> _Brief_:
Repeat exactly the lines from the line containing "Your task is straightforward. Given the image, detect soil" through the last line of the records below, inclusive, and nothing else.

Start

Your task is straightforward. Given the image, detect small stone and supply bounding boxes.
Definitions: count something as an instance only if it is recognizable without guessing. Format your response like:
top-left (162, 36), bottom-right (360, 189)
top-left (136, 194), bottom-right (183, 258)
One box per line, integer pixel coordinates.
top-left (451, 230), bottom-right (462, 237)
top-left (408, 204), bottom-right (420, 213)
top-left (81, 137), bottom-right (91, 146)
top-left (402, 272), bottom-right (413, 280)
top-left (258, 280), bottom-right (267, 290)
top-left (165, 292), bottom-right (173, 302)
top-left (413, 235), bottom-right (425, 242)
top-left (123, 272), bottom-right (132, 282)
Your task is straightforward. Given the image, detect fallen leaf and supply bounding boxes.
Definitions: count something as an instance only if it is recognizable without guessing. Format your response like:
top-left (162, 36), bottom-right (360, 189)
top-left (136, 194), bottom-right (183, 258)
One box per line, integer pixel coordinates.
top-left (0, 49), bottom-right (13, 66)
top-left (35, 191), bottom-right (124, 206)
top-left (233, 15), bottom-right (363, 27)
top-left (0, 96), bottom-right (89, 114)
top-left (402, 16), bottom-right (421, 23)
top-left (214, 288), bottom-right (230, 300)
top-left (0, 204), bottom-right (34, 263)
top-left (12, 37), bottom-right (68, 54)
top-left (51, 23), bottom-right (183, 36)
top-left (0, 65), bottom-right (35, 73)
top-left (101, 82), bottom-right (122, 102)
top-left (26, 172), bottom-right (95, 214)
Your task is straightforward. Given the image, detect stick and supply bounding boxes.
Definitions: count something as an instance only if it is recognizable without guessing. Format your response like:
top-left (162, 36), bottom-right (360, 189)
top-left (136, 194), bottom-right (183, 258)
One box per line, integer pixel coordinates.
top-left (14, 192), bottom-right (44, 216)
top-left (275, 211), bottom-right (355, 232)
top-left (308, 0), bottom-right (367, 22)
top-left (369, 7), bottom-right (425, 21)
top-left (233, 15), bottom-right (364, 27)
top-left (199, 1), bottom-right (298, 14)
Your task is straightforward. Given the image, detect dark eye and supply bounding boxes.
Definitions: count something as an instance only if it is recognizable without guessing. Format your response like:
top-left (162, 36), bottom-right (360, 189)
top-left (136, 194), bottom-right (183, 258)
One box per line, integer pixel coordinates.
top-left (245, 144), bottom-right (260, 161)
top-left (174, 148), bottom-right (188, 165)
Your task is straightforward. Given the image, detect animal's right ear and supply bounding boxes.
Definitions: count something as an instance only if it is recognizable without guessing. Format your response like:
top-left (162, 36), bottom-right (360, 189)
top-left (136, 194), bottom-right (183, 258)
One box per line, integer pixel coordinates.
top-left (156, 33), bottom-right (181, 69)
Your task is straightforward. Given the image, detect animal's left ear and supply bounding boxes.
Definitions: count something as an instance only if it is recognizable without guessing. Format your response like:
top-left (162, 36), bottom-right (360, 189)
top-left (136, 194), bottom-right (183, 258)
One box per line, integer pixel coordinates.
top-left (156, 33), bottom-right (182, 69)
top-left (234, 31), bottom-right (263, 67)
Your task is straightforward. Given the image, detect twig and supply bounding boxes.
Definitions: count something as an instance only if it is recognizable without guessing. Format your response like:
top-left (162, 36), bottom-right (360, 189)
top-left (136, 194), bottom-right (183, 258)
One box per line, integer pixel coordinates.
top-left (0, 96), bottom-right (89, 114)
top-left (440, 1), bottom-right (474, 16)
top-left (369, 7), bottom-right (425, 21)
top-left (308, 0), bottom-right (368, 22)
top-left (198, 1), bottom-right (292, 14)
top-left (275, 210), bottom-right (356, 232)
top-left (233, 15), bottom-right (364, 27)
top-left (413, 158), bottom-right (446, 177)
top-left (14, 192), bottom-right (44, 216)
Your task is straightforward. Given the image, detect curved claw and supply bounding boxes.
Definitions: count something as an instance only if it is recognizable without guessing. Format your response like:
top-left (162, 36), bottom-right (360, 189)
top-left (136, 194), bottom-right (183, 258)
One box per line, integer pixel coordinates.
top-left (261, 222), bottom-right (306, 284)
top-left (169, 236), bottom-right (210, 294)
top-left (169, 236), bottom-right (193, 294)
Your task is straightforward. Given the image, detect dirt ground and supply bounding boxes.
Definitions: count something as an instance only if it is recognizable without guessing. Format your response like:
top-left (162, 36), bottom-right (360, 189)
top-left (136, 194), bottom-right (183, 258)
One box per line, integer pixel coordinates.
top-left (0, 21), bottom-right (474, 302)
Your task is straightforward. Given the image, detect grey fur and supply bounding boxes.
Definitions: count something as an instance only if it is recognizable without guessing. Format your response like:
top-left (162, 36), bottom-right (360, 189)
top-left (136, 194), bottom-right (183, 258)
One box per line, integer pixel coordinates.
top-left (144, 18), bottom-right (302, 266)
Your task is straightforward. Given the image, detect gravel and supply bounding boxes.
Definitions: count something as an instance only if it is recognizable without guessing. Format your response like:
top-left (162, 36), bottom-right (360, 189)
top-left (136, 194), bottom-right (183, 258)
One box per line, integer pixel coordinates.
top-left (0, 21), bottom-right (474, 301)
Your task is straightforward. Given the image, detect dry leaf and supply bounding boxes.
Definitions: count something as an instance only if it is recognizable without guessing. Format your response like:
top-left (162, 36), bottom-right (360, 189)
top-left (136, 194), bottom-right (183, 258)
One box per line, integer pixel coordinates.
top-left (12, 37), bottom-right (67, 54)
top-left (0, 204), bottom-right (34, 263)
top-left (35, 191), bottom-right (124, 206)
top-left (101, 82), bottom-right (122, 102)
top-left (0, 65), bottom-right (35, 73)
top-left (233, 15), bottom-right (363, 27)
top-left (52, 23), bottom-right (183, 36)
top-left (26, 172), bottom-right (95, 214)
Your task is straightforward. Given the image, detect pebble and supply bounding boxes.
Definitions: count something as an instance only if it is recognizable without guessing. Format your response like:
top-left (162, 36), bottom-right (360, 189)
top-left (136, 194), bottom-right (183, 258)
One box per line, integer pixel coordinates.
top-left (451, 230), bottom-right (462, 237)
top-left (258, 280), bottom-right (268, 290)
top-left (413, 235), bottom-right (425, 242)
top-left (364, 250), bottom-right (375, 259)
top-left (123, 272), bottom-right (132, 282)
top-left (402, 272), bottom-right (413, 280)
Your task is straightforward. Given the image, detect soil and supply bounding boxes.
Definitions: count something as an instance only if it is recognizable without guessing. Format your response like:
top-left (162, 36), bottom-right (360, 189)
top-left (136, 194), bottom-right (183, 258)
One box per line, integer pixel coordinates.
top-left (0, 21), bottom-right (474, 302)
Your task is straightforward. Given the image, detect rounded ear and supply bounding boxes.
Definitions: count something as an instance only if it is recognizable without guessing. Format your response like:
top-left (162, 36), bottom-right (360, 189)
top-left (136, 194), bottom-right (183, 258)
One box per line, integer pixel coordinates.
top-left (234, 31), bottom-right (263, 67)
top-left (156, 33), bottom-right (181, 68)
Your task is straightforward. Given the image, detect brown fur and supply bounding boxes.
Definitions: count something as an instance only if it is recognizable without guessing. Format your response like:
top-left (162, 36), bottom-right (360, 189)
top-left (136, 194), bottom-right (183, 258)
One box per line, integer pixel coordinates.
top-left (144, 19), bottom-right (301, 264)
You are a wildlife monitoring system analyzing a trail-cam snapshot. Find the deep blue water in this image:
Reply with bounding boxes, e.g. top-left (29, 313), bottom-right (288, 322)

End

> _Complete answer_:
Your task is straightforward. Given the image, detect soil and supply bounding boxes.
Definitions: count something as an instance only if it is recognizable without guessing. Format your response like:
top-left (162, 36), bottom-right (360, 189)
top-left (136, 194), bottom-right (183, 258)
One box per line, integer pixel coordinates.
top-left (0, 21), bottom-right (474, 302)
Your task is straightforward. Given the image, detect rounded ear and supply bounding boxes.
Definitions: count something as an instance only if it is recognizable without guessing. Format your response like:
top-left (162, 36), bottom-right (360, 189)
top-left (136, 194), bottom-right (183, 258)
One box per line, integer pixel coordinates.
top-left (234, 31), bottom-right (263, 67)
top-left (156, 33), bottom-right (181, 68)
Your task is straightforward. Given the image, detect brown fur and supply bounding boxes.
Definitions: count something as an instance only if it is recognizable without guessing. Format your response like:
top-left (162, 36), bottom-right (360, 189)
top-left (136, 194), bottom-right (183, 258)
One box per line, integer pixel coordinates.
top-left (144, 19), bottom-right (301, 264)
You are a wildlife monitoring system analyzing a trail-cam snapshot. Find the deep blue water in this image:
Reply with bounding boxes, e.g. top-left (29, 313), bottom-right (288, 322)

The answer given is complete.